> Given problem
Starting at the line that contains "One dot marks each instance of the pointed" and ending at the line that contains "[(206, 495)]", output those lines as a numbered list, skipping any blank lines.

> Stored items
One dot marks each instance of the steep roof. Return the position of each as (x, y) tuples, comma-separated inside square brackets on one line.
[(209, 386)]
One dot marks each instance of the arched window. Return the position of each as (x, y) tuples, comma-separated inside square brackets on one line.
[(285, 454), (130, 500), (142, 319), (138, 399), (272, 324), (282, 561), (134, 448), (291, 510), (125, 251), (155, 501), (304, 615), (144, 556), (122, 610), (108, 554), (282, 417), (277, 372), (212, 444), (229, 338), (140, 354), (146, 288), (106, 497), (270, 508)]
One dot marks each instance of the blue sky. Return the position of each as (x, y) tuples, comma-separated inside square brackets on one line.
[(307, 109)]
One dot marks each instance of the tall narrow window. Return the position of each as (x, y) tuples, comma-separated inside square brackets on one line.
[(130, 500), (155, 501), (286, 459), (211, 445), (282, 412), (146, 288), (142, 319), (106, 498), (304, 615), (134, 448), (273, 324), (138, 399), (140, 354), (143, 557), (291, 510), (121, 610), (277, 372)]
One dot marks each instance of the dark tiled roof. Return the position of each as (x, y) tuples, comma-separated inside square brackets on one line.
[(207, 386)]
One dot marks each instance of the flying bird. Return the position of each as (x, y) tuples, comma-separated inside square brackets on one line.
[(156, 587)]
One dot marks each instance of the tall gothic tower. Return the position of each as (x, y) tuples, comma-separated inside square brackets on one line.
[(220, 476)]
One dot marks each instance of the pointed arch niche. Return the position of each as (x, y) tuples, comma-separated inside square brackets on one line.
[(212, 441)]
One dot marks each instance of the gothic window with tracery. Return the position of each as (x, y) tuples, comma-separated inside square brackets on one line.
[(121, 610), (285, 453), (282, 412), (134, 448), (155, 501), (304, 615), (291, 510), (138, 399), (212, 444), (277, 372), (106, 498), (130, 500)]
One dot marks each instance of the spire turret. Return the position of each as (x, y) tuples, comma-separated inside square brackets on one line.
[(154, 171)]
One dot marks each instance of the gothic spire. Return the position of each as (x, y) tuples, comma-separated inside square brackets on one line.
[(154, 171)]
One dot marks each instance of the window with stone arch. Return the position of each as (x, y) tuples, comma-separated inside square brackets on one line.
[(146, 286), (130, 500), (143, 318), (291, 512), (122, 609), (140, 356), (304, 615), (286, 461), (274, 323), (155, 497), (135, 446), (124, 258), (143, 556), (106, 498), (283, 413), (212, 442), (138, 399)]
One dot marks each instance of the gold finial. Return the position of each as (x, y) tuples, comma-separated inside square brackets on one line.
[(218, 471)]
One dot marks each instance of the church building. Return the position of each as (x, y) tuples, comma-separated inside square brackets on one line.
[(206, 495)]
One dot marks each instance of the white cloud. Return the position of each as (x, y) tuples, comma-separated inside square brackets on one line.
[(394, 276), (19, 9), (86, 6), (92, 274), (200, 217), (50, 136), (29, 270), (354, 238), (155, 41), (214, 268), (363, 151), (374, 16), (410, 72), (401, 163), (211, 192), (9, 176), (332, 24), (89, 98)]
==
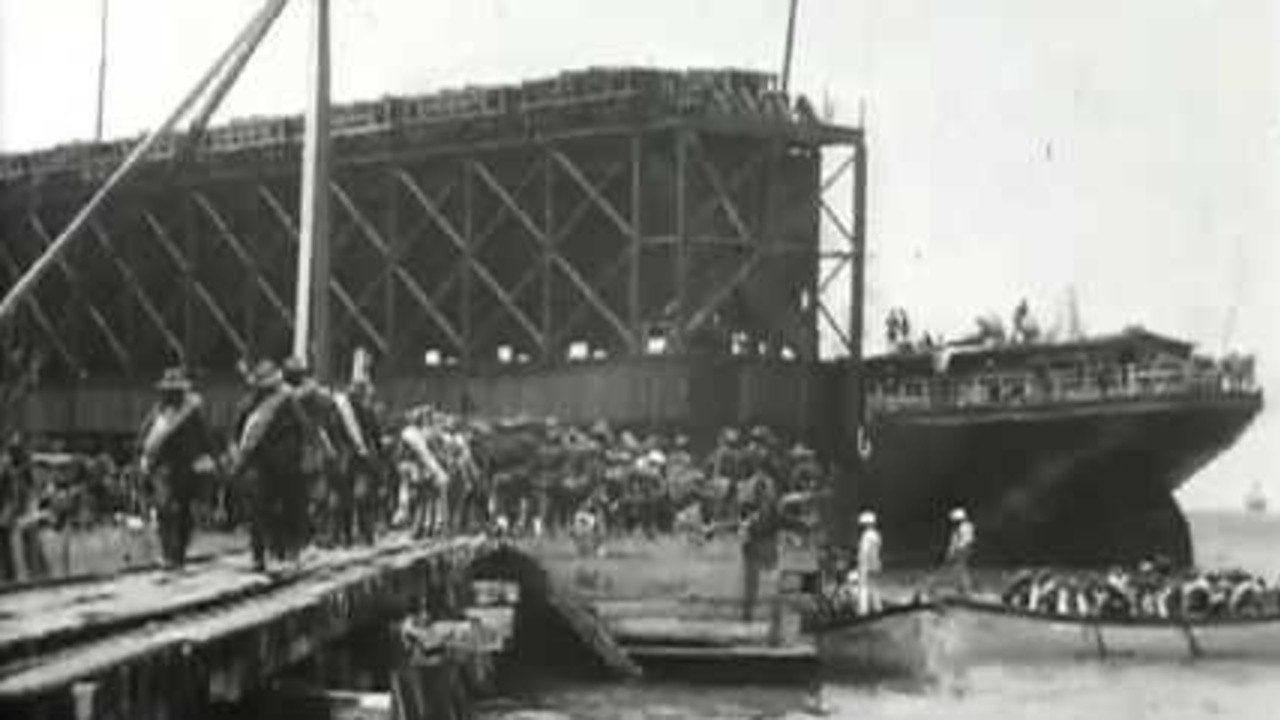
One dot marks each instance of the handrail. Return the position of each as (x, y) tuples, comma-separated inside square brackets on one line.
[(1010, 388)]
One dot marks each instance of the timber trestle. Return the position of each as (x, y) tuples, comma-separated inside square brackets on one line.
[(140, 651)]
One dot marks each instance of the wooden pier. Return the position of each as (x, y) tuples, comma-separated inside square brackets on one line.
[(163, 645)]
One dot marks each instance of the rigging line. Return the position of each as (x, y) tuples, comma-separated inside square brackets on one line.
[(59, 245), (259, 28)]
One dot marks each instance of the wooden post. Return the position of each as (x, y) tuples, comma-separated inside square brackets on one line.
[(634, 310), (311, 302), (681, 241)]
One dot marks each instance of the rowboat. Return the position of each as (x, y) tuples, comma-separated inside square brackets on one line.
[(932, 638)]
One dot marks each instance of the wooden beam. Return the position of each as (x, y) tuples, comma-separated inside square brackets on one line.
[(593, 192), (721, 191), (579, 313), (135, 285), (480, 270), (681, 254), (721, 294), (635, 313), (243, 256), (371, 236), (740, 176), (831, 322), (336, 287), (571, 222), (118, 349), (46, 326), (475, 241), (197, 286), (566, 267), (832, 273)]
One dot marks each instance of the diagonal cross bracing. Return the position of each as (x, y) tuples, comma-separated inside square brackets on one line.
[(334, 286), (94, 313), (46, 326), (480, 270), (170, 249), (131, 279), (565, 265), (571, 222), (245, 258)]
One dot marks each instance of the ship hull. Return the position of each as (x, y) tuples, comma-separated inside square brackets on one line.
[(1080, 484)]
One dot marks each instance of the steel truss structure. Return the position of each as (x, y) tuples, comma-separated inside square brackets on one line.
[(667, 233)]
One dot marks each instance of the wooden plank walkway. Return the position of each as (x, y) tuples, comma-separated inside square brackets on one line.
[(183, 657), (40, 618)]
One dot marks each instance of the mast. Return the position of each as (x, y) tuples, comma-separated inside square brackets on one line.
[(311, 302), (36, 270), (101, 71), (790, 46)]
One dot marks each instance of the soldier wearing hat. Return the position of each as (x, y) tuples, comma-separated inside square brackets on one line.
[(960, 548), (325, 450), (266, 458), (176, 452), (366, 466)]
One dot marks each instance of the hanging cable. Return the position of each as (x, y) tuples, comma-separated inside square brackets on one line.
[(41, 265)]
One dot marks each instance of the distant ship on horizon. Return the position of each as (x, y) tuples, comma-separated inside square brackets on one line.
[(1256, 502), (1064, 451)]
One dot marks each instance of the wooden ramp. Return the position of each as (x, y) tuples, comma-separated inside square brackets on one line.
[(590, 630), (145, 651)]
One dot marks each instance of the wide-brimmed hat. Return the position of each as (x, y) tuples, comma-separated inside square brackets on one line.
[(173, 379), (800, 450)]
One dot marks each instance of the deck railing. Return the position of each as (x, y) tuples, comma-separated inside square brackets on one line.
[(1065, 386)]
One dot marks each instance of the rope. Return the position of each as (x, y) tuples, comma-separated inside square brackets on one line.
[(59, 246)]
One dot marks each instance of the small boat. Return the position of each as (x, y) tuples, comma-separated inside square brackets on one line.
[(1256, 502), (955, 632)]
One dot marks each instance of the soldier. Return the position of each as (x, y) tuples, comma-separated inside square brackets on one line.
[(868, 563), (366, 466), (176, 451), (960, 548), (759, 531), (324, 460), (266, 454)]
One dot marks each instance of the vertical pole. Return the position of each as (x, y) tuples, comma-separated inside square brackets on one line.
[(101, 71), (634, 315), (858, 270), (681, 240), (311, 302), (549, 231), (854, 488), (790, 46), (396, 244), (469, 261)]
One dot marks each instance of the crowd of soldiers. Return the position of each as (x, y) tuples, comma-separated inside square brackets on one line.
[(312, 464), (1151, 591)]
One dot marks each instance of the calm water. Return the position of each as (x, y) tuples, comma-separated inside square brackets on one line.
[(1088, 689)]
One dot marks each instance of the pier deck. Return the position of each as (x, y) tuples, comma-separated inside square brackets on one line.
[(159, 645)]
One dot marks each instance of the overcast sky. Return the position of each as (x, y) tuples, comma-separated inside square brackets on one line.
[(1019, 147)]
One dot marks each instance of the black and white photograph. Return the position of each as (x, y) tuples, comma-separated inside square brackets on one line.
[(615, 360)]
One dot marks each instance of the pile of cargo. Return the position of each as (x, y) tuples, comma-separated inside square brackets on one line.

> Solution below
1. One dot marks each instance of the pointed arch niche. Return the position of each as (x, y) tuples, comma-separated inside square brackets on one line.
2. [(212, 441)]
3. One dot marks each instance of the gothic window with tracery. Return the position of each as (x, y) tuples, comma-separated inside square brackets on one line.
4. [(121, 610), (285, 453), (282, 412), (134, 448), (155, 501), (304, 615), (291, 510), (138, 399), (212, 444), (277, 372), (106, 498), (130, 500)]
5. One dot marks each instance of the spire turret. Return the position of each as (x, y) tuples, comma-separated inside square brackets on one line.
6. [(154, 171)]
7. One dot marks each instance of the gothic spire. Return the position of each as (x, y) tuples, comma-separated inside square brackets on one line.
8. [(154, 171)]
9. One dot marks each instance of the window with stone arch. Return the position of each as (x, y) tuples, comma-separated inside square brackets on one line.
10. [(146, 286), (130, 500), (143, 318), (291, 512), (122, 609), (140, 356), (304, 615), (286, 461), (274, 323), (155, 497), (135, 446), (124, 258), (143, 556), (106, 498), (283, 413), (212, 442), (138, 399)]
11. One dot marks each instance of the gold finial. Return the position of each as (x, y) tuples, comma-separated inside square brackets on one line.
12. [(218, 471)]
13. One dot marks each instance of the church building. Return the position of each as (x, y) tuples, comma-separated inside square brackets on one line.
14. [(206, 495)]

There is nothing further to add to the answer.